(Items from a data source)

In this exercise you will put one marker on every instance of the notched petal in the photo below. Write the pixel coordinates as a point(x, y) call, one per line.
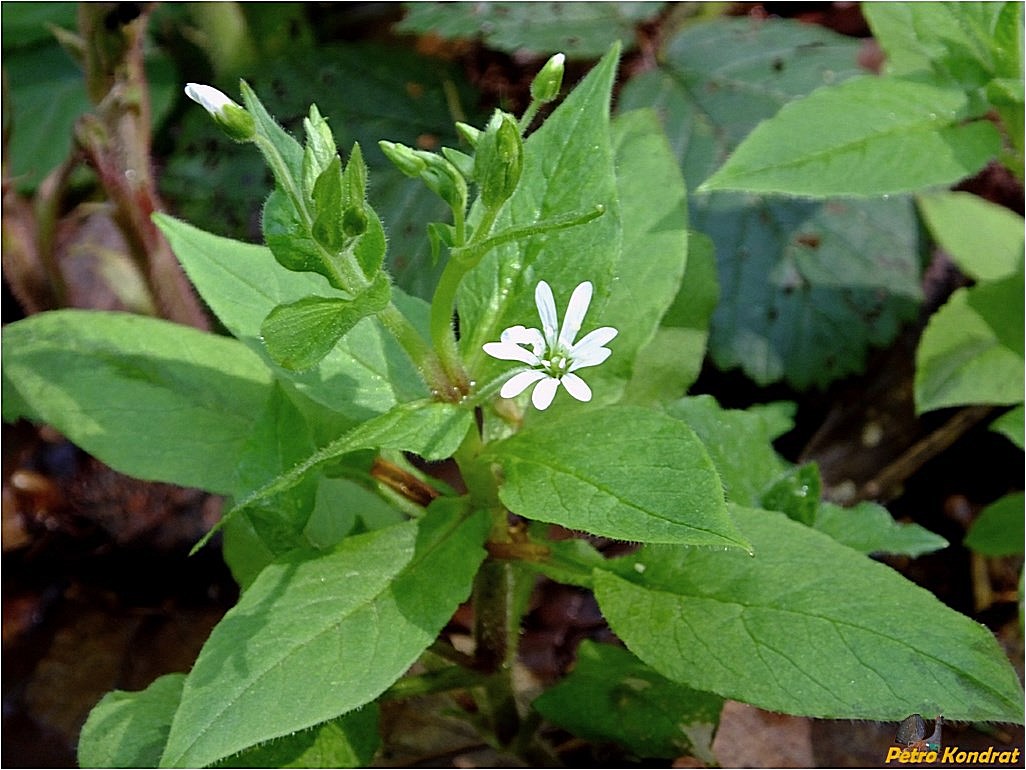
point(576, 311)
point(520, 382)
point(545, 391)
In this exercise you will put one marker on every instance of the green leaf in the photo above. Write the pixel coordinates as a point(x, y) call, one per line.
point(868, 528)
point(998, 531)
point(806, 287)
point(960, 41)
point(1011, 425)
point(625, 472)
point(972, 349)
point(654, 255)
point(365, 374)
point(150, 398)
point(367, 91)
point(581, 30)
point(129, 729)
point(710, 98)
point(301, 334)
point(716, 80)
point(431, 429)
point(739, 444)
point(274, 137)
point(850, 137)
point(567, 169)
point(612, 695)
point(806, 626)
point(672, 359)
point(983, 238)
point(312, 640)
point(350, 740)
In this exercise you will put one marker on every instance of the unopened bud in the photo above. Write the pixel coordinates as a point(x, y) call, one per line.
point(232, 118)
point(403, 158)
point(549, 80)
point(499, 160)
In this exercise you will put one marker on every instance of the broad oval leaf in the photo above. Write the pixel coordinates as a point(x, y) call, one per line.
point(972, 349)
point(625, 472)
point(366, 374)
point(804, 626)
point(849, 137)
point(612, 695)
point(579, 30)
point(153, 399)
point(568, 169)
point(311, 640)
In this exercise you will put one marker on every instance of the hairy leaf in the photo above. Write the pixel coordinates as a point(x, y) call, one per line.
point(804, 626)
point(129, 729)
point(581, 30)
point(153, 399)
point(972, 350)
point(314, 639)
point(850, 136)
point(625, 472)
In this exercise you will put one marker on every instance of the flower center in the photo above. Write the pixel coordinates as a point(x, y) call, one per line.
point(557, 363)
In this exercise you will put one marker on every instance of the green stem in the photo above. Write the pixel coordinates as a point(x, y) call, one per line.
point(496, 631)
point(418, 350)
point(528, 115)
point(445, 680)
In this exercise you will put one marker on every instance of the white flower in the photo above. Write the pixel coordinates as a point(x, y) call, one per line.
point(232, 118)
point(208, 98)
point(552, 355)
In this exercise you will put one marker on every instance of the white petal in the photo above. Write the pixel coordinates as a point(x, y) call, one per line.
point(524, 336)
point(576, 387)
point(507, 351)
point(208, 98)
point(520, 382)
point(545, 391)
point(547, 311)
point(576, 311)
point(593, 358)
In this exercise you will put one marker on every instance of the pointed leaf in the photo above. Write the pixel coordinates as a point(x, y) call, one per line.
point(983, 238)
point(654, 255)
point(312, 640)
point(850, 136)
point(153, 399)
point(129, 729)
point(998, 530)
point(364, 375)
point(625, 472)
point(431, 429)
point(804, 626)
point(301, 334)
point(349, 740)
point(612, 695)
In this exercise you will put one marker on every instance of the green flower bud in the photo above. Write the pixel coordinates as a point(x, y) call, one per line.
point(232, 118)
point(548, 81)
point(499, 160)
point(439, 175)
point(469, 132)
point(320, 145)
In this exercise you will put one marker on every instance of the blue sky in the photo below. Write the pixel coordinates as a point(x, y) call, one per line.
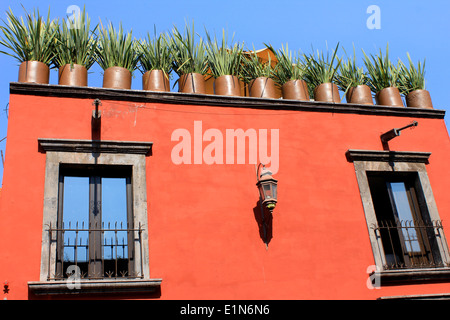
point(419, 27)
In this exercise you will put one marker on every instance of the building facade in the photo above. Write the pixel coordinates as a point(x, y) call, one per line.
point(160, 188)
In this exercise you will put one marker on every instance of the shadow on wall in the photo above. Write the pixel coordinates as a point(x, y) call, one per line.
point(264, 220)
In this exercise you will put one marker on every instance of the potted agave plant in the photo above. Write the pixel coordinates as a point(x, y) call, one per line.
point(117, 56)
point(289, 74)
point(352, 80)
point(383, 79)
point(155, 62)
point(321, 74)
point(32, 43)
point(258, 75)
point(225, 65)
point(76, 51)
point(189, 61)
point(412, 85)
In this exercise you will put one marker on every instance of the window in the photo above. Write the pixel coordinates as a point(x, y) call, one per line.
point(95, 217)
point(95, 229)
point(407, 233)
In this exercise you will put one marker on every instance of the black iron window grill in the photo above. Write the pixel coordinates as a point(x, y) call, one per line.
point(95, 251)
point(409, 244)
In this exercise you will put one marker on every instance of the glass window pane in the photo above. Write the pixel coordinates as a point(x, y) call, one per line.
point(75, 219)
point(405, 215)
point(114, 217)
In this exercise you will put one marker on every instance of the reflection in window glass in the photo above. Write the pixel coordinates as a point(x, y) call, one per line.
point(114, 216)
point(405, 215)
point(76, 216)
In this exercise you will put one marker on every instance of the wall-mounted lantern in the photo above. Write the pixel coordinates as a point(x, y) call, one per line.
point(267, 186)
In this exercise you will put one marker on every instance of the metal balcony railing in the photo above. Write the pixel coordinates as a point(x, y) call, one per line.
point(411, 244)
point(95, 251)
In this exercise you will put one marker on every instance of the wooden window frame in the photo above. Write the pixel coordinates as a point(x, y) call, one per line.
point(406, 162)
point(95, 175)
point(94, 153)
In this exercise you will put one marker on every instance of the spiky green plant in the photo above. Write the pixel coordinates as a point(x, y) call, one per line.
point(322, 69)
point(411, 78)
point(116, 48)
point(189, 55)
point(32, 38)
point(155, 54)
point(382, 73)
point(77, 44)
point(254, 67)
point(289, 67)
point(222, 58)
point(350, 75)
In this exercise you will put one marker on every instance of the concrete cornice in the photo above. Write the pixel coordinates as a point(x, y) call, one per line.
point(216, 100)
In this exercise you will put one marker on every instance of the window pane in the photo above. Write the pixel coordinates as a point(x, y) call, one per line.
point(75, 217)
point(405, 215)
point(114, 216)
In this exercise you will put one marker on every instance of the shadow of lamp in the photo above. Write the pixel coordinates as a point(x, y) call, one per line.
point(267, 187)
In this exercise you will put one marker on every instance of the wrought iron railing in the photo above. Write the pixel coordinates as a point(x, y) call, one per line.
point(411, 244)
point(95, 251)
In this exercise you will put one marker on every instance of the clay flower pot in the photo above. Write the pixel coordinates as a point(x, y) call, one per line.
point(295, 90)
point(327, 92)
point(360, 94)
point(227, 85)
point(72, 75)
point(192, 83)
point(155, 80)
point(419, 99)
point(34, 71)
point(117, 78)
point(262, 87)
point(389, 96)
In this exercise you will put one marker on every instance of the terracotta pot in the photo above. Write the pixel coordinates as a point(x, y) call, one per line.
point(192, 83)
point(295, 90)
point(34, 71)
point(262, 87)
point(227, 86)
point(360, 94)
point(389, 96)
point(72, 75)
point(327, 92)
point(117, 78)
point(419, 99)
point(155, 80)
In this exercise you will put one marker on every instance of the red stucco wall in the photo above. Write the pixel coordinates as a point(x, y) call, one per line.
point(204, 239)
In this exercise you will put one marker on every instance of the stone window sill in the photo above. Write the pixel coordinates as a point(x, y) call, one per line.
point(97, 287)
point(411, 276)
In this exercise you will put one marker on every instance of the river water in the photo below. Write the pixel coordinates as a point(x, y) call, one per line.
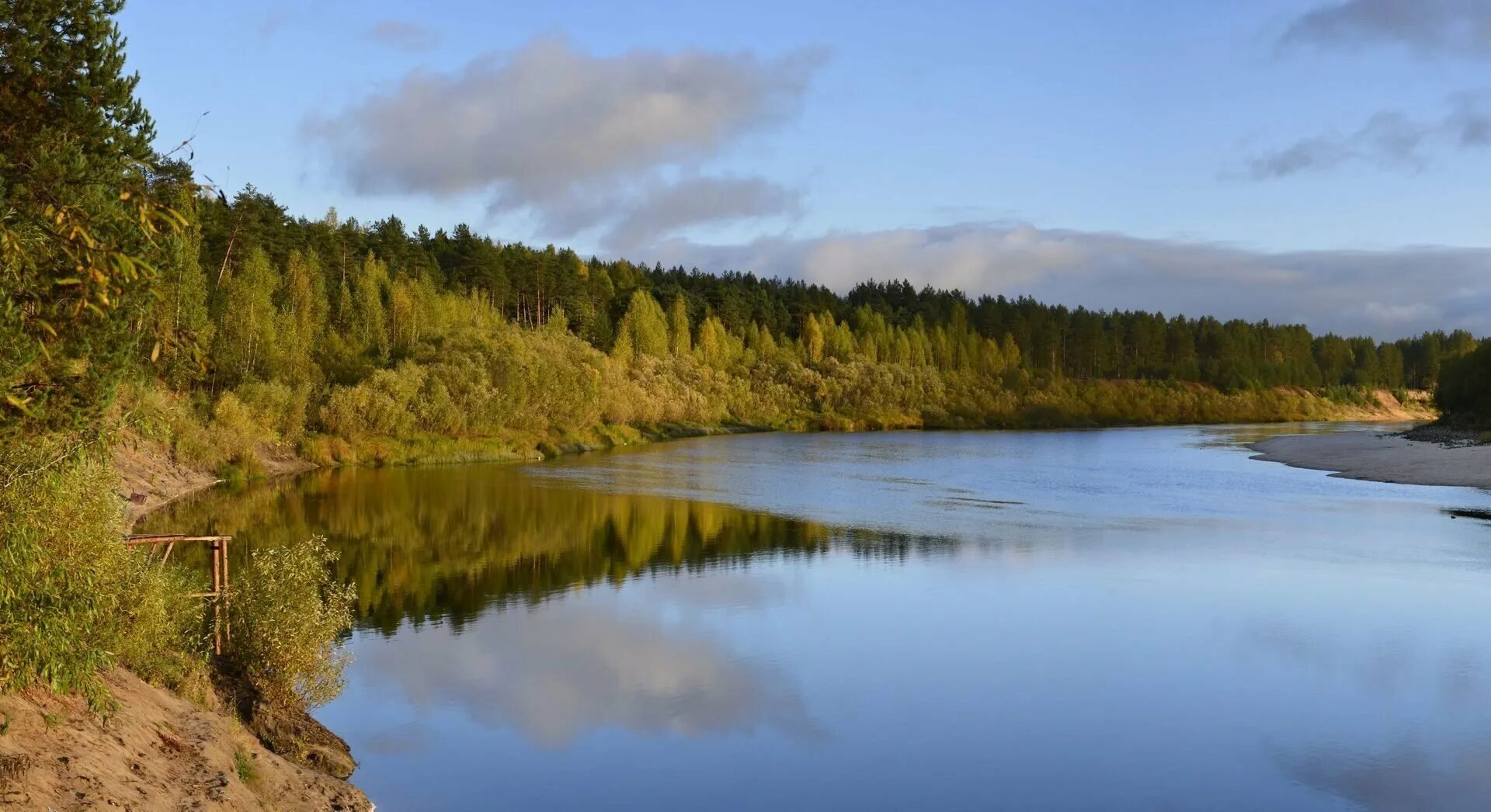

WHAT IS REQUIRED
In your copy, repeat each record exactly and include no pictures.

ANSWER TO THIS PROBLEM
In this exercise you will put one marker on every instance of the notched petal in the photo below. Write the pixel coordinates as a point(x, y) call, one per line.
point(576, 311)
point(520, 382)
point(545, 391)
In this exercise you will put one marker on every instance of the green leaf in the photo above. Write the pixel coordinates as a point(x, y) call, one per line.
point(868, 528)
point(998, 531)
point(806, 287)
point(960, 41)
point(1011, 425)
point(625, 472)
point(972, 349)
point(654, 255)
point(365, 374)
point(150, 398)
point(367, 91)
point(581, 30)
point(129, 729)
point(710, 98)
point(301, 334)
point(716, 80)
point(431, 429)
point(739, 444)
point(274, 137)
point(850, 137)
point(567, 169)
point(612, 695)
point(806, 626)
point(672, 359)
point(983, 238)
point(312, 640)
point(350, 740)
In this exercise you will put one marker on every instance of the unopened bud in the photo above. Write the pixel coordinates as a point(x, y) call, one per line.
point(232, 118)
point(403, 158)
point(549, 80)
point(499, 160)
In this exercise you will put one marker on every instance of the broad oval leaf in the photo above. Write the pixel coordinates as a point(x, y) call, one per line.
point(972, 349)
point(625, 472)
point(366, 374)
point(804, 626)
point(849, 137)
point(612, 695)
point(579, 30)
point(153, 399)
point(568, 169)
point(311, 640)
In this exercise you will put one marker on every instance of the hairy leaf in the photo above. Write the pixel coordinates as a point(x, y) call, one per line.
point(804, 626)
point(129, 729)
point(581, 30)
point(153, 399)
point(972, 350)
point(314, 639)
point(850, 136)
point(625, 472)
In this exercise you will put one marker on every instance of the flower center in the photo above. Write the pixel coordinates as a point(x, y) call, one per line.
point(557, 363)
In this exercise you will put one marker on every instance of the green stem in the photo above. Write the pixel coordinates as a point(x, y) call, one per line.
point(496, 631)
point(418, 350)
point(528, 115)
point(445, 680)
In this exercise you will put one marker on every instance of the white flower in the photo above. Write the pixel coordinates as a point(x, y) call, one per line.
point(232, 118)
point(208, 98)
point(552, 355)
In this exercise you will put one marker on every instance of the white petal in the photo above. Write the pixel coordinates as a point(x, y) call, one per line.
point(524, 336)
point(576, 387)
point(507, 351)
point(208, 98)
point(520, 382)
point(545, 391)
point(547, 311)
point(576, 311)
point(593, 358)
In this exercise you will put one marker on every instance of the pointed leaf in the photo above. Write the pixel coordinates as a point(x, y) call, one per line.
point(983, 238)
point(654, 255)
point(312, 640)
point(850, 136)
point(153, 399)
point(129, 729)
point(998, 530)
point(364, 375)
point(625, 472)
point(431, 429)
point(804, 626)
point(301, 334)
point(349, 740)
point(612, 695)
In this exercise you will put one marker on every instance of the green flower bud in the photo above. Write the pixel coordinates as a point(x, y) call, one per line.
point(232, 118)
point(548, 81)
point(499, 160)
point(439, 175)
point(469, 132)
point(320, 145)
In this exercise you will put one marker on every instance of the blue sky in the photo below. Write the pixel coordinates as a point(x, y) call, one per line.
point(419, 27)
In this exercise you will put one marker on every instance of the building facade in the photo above. Write the pixel coordinates as a point(x, y) call, one per line.
point(160, 188)
In this exercise you will put one marker on every instance of the shadow on wall in the photo above. Write the pixel coordinates as a point(x, y) call, one per line.
point(264, 220)
In this exercise you will put one marker on every instance of the potted agave plant in the photo above. Write the pixel coordinates as a point(x, y) call, one per line.
point(117, 56)
point(289, 74)
point(352, 80)
point(383, 79)
point(155, 62)
point(321, 74)
point(32, 43)
point(258, 75)
point(225, 65)
point(76, 51)
point(189, 61)
point(412, 85)
In this exercise you will put one marker on every instance of the window in the photo above. Write the pixel coordinates as a point(x, y) call, one per line.
point(95, 217)
point(95, 229)
point(407, 233)
In this exercise you will put one marker on every instance of the black iron window grill in the photo above. Write the pixel coordinates as a point(x, y) call, one per line.
point(95, 251)
point(409, 244)
In this exercise you will put one marker on every instance of the glass window pane in the photo above. Write the pixel coordinates as a point(x, y) call, one per line.
point(75, 219)
point(405, 215)
point(114, 217)
In this exercise you will put one marker on every instance of the reflection in window glass in the photo above. Write the pixel coordinates as a point(x, y) call, one per line.
point(114, 216)
point(405, 215)
point(76, 216)
In this exercise you will put one marker on every instance of the wall-mounted lantern in the photo above. Write the pixel coordinates as a point(x, y) call, one per line.
point(267, 186)
In this exercise you will put one marker on every instance of the metal balcony railing in the photo above. Write the pixel coordinates as a point(x, y) call, one per line.
point(411, 244)
point(95, 251)
In this exercise you will put one marker on every instance of the wooden window frame in the photo above. Write the pixel coordinates as a point(x, y) call, one per line.
point(406, 162)
point(95, 175)
point(94, 153)
In this exercise you will put one marker on every instance of the spiky green plant in the photo above. Write the pixel coordinates as a point(x, y) call, one per line.
point(322, 69)
point(411, 78)
point(116, 48)
point(189, 55)
point(32, 38)
point(155, 54)
point(382, 73)
point(77, 44)
point(254, 67)
point(289, 67)
point(222, 58)
point(350, 75)
In this exercise you will put one marker on every instance of the concrete cornice in the photo above. Write the pixel coordinates as a point(x, y) call, one per line.
point(216, 100)
In this exercise you will put one marker on every instance of the window pane in the photo above. Write the pixel coordinates as a point(x, y) call, one per line.
point(75, 217)
point(405, 215)
point(114, 216)
In this exercise you will put one marker on every instance of the shadow of lamp in the photo above. Write the pixel coordinates as a point(x, y) call, one per line.
point(267, 187)
In this exercise you will put one marker on every instance of the wrought iron railing in the photo above. Write the pixel coordinates as a point(x, y) call, one per line.
point(411, 244)
point(95, 251)
In this exercise you will put one marker on every instance of the clay flower pot in the photo above. Write the pixel coordinates as a point(x, y) call, one per line.
point(295, 90)
point(327, 92)
point(360, 94)
point(227, 85)
point(72, 75)
point(192, 83)
point(155, 80)
point(419, 99)
point(34, 71)
point(117, 78)
point(262, 87)
point(389, 96)
In this exercise you will put one marker on every instance of the terracotta pot in the photo above. Write the pixel coordinates as a point(x, y) call, one per line.
point(192, 83)
point(295, 90)
point(34, 71)
point(262, 87)
point(227, 86)
point(360, 94)
point(389, 96)
point(72, 75)
point(327, 92)
point(117, 78)
point(419, 99)
point(155, 80)
In this exercise you will put one marker on every instance of the red stucco wall in the photo above. Write the pixel coordinates as a point(x, y) call, one per line.
point(204, 239)
In this exercise you will put one marker on every instance of the stone window sill in the photo above. Write the pixel coordinates as a point(x, y) call, one per line.
point(97, 287)
point(411, 276)
In this exercise you will put one marker on every instance of the river water in the photo below. Write the pixel coordinates as a point(x, y) call, one per line.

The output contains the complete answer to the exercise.